#### Source passage:
§ §

Award-winning authors to give public readings at annual IU Writers' Conference

BLOOMINGTON, Ind. -- The Indiana University Writers' Conference, now in its 64th year, will welcome 10 nationally renowned writers to Bloomington from Sunday (June 27) to July 2 for a week-long festival of readings, classes and workshops.

The authors will read from their works Sunday through Thursday evenings, June 27 to July 1. The readings will start at 8 p.m. in the Whittenberger Auditorium of the Indiana Memorial Union and will be followed by a reception with free refreshments in the IMU's University Club. The readings are free and open to the public.

The schedule of readings is as follows:

Sunday, June 27: Michael Martone (fiction/creative nonfiction) and Maureen Seaton (poetry)

Monday, June 28: Thomas Glave (fiction) and Brigit Pegeen Kelly (poetry)

Tuesday, June 29: Patricia Henley (fiction) and Karen Volkman (poetry)

Wednesday, June 30: Terrance Hayes (poetry) and Alyce Miller (fiction)

Thursday, July 1: Li-Young Lee (poetry) and Jean Thompson (fiction)

Thomas Glave is the author of a collection of short stories, Whose Song and Other Stories, named Book of Note in 2000 by Lambda Book Report. His fiction has appeared in the James White Review, Men on Men 6: Best New Gay Fiction, Prize Stories 1997: The O. Henry Awards, The Kenyon Review and His 2: Brilliant New Fiction by Gay Writers.

Terrance Hayes is the author of two volumes of poetry: Muscular Music, winner of the Whiting Writers Award and the Kate Tufts Discovery Award, and Hip Logic, a National Poetry Series Open Competition selection and a finalist for the Los Angeles Times Book Award. His poems also appear in Giant Steps: The New Generation of African American Writers and American Poetry: The Next Generation.

§ §

#### Work to complete:
A. Answer these questions using the conference announcement:
(i) Where and at what time do the evening readings start?
(ii) What is the title of Thomas Glave's short story collection?
(iii) Which two awards did Muscular Music win?
B. Please reproduce everything in the conference announcement from "Monday, June 28: Thomas" down to "Jean Thompson (fiction)".
C. Summarize the conference announcement in two sentences.
The material that comes next is separate from the conference announcement.

#### Dataset content:
§ §

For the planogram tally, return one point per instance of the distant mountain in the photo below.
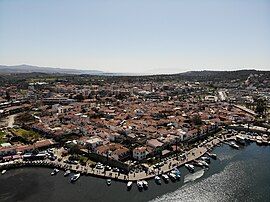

§ §

#### Task-by-task results:
A.
(i) At 8 p.m. in the Whittenberger Auditorium of the Indiana Memorial Union.
(ii) Whose Song and Other Stories.
(iii) The Whiting Writers Award and the Kate Tufts Discovery Award.

B.
Monday, June 28: Thomas Glave (fiction) and Brigit Pegeen Kelly (poetry)

Tuesday, June 29: Patricia Henley (fiction) and Karen Volkman (poetry)

Wednesday, June 30: Terrance Hayes (poetry) and Alyce Miller (fiction)

Thursday, July 1: Li-Young Lee (poetry) and Jean Thompson (fiction)

C. The Indiana University Writers' Conference, in its 64th year, will bring 10 nationally renowned writers to Bloomington from June 27 to July 2 for a week of readings, classes and workshops. Two authors will read each evening from Sunday through Thursday at 8 p.m. in the Whittenberger Auditorium of the Indiana Memorial Union, and the readings, which are free and open to the public, will be followed by a reception in the University Club.